Problem statement: Please collect every line of the listing below that contains the string "equipment", copying each line in full. Case counts.

Information supplied:
§
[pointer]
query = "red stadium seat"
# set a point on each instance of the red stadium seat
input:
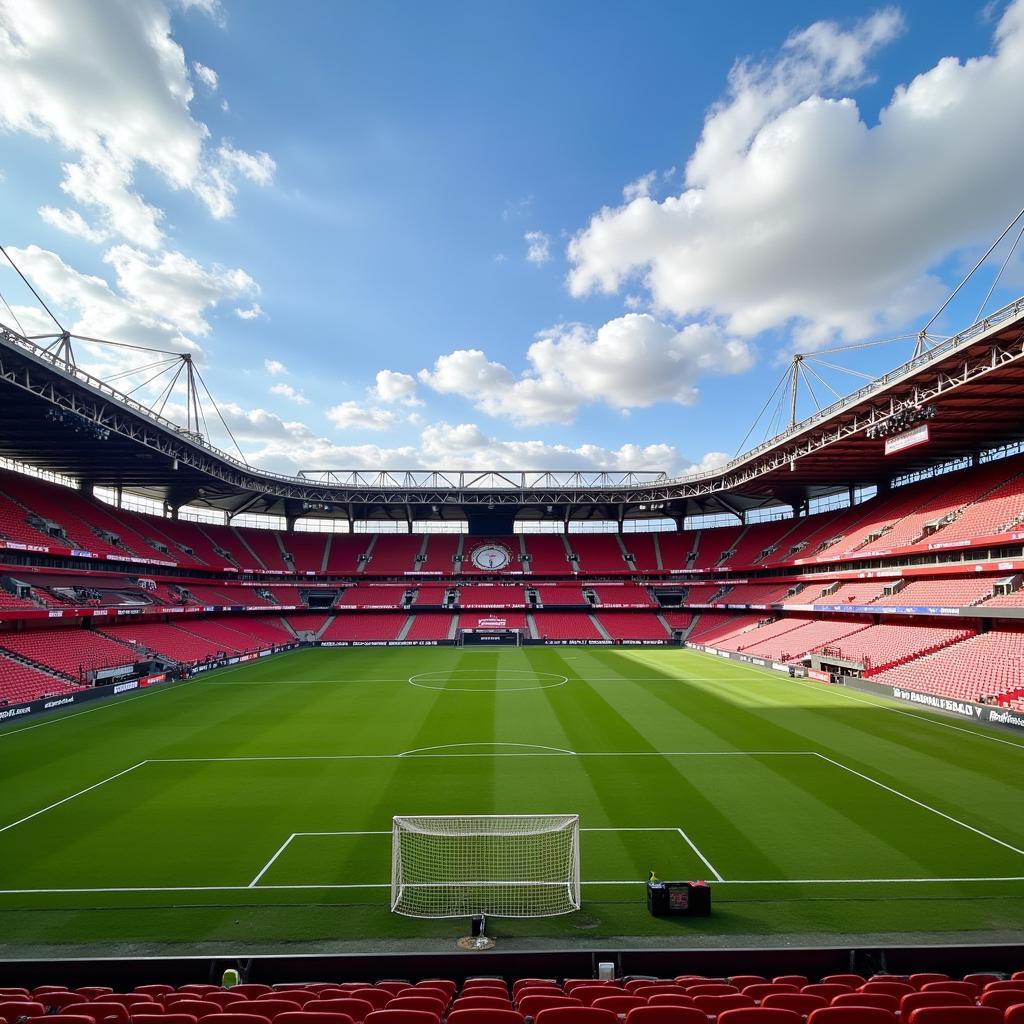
§
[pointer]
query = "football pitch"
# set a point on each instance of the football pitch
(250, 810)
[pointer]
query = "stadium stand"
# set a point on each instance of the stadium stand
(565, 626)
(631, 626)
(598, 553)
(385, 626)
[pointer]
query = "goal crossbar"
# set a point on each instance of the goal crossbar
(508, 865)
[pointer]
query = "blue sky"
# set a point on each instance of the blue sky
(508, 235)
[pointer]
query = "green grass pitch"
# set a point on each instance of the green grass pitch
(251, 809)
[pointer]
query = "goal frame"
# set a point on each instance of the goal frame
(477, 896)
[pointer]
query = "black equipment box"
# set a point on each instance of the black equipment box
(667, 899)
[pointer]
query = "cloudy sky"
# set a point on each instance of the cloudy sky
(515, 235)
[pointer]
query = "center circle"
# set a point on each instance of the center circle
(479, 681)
§
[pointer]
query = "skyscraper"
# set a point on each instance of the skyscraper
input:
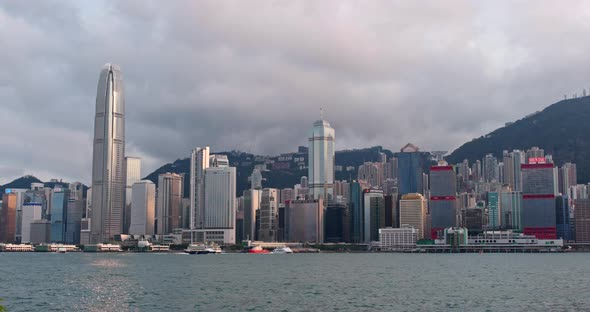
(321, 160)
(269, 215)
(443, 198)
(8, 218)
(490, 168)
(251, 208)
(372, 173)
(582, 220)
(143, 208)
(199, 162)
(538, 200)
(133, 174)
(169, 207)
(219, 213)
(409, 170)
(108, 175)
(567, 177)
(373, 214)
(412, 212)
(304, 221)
§
Result below:
query = "black equipment box"
# set a point on each instance of the black equipment box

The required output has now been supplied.